* WHAT YOU SHOULD DO *
Report back every line in the data that includes the string "motorcycle".

* Collected data *
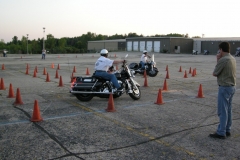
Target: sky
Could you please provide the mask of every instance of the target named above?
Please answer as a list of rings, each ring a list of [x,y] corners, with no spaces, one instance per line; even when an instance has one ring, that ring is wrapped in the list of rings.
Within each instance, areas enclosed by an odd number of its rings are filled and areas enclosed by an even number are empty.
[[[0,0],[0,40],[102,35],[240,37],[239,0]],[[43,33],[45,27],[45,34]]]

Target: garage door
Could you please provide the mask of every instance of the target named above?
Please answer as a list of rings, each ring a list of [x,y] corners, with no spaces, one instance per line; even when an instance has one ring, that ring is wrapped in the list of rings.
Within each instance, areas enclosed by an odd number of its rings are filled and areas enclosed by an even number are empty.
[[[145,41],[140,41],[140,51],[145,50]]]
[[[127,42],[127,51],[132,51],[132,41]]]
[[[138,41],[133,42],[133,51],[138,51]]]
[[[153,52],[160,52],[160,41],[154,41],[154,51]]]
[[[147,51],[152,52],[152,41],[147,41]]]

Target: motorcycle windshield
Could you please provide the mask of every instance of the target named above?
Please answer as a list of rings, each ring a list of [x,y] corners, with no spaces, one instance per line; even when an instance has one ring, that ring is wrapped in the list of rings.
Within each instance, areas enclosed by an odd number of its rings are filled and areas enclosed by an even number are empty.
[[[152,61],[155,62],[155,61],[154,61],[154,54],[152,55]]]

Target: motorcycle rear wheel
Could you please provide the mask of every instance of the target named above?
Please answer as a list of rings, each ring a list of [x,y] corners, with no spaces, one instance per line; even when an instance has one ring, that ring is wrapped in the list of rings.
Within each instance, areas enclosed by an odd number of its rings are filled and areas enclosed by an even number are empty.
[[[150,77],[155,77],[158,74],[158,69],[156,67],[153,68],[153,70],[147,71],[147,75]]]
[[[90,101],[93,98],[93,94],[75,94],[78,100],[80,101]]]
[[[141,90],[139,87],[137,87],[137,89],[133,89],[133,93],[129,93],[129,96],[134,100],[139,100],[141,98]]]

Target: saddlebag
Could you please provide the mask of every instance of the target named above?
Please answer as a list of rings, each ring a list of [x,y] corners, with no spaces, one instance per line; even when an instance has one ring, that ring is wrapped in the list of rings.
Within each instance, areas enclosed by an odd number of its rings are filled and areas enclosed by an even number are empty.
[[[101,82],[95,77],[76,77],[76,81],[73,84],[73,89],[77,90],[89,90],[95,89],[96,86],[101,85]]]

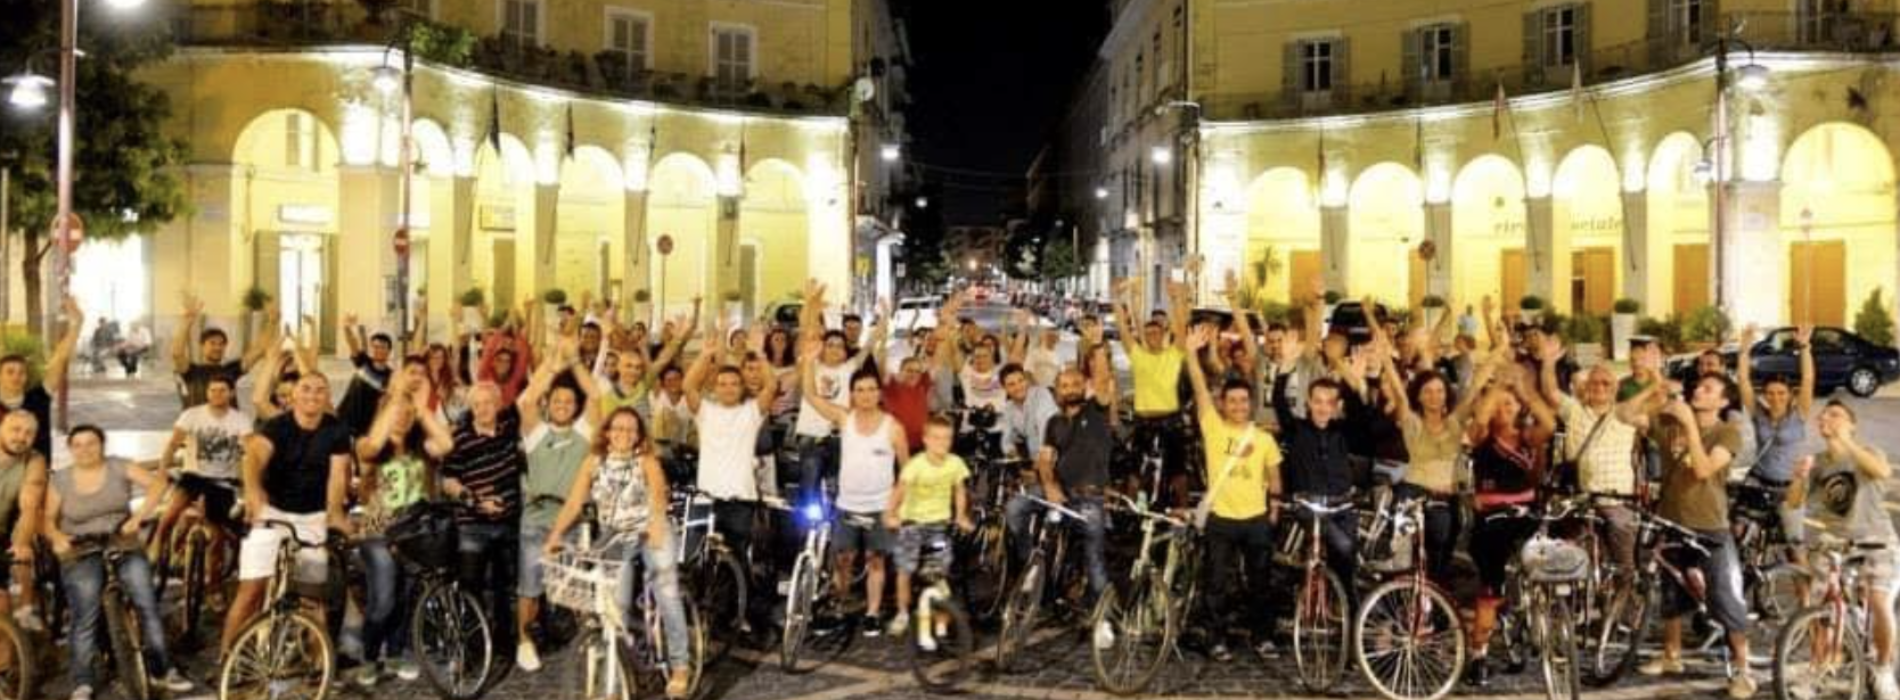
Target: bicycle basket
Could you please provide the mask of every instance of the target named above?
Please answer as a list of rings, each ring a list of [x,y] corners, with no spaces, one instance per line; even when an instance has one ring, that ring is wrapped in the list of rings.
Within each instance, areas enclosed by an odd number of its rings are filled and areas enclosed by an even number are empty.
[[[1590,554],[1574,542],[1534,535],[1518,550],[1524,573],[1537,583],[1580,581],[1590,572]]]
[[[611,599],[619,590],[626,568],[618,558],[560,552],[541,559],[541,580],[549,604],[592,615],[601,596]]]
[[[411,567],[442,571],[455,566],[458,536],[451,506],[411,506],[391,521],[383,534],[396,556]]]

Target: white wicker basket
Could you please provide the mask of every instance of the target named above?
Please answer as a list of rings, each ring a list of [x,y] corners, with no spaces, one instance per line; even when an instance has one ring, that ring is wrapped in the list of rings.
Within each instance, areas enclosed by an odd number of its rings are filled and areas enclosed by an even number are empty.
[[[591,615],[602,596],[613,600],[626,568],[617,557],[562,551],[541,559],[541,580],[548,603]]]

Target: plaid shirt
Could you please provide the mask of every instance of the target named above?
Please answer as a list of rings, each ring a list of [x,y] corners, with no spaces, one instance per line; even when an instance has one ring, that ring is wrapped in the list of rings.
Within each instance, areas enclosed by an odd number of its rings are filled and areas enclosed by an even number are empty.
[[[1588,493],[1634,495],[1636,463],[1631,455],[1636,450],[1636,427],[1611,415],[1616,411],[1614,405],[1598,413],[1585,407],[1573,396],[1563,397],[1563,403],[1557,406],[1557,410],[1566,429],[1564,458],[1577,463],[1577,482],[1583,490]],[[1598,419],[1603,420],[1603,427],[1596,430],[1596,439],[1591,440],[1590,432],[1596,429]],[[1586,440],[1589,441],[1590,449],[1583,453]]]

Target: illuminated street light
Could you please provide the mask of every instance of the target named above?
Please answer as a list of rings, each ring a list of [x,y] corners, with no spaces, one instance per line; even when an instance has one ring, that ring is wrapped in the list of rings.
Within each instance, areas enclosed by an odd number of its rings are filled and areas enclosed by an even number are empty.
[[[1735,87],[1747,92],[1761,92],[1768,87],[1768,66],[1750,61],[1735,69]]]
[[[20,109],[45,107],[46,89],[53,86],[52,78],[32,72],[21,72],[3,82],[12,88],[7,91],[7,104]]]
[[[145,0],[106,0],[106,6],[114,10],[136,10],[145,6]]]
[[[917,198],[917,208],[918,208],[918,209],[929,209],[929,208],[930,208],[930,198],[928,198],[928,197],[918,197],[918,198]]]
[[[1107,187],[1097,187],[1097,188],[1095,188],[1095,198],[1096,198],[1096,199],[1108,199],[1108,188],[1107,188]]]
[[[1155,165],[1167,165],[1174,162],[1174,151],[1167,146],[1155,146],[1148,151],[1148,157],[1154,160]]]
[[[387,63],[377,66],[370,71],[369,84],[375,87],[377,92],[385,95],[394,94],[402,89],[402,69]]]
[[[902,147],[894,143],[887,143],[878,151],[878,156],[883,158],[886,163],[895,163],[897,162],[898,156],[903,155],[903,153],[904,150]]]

* TASK SOLUTION *
Target: motorcycle windshield
Target: motorcycle rear wheel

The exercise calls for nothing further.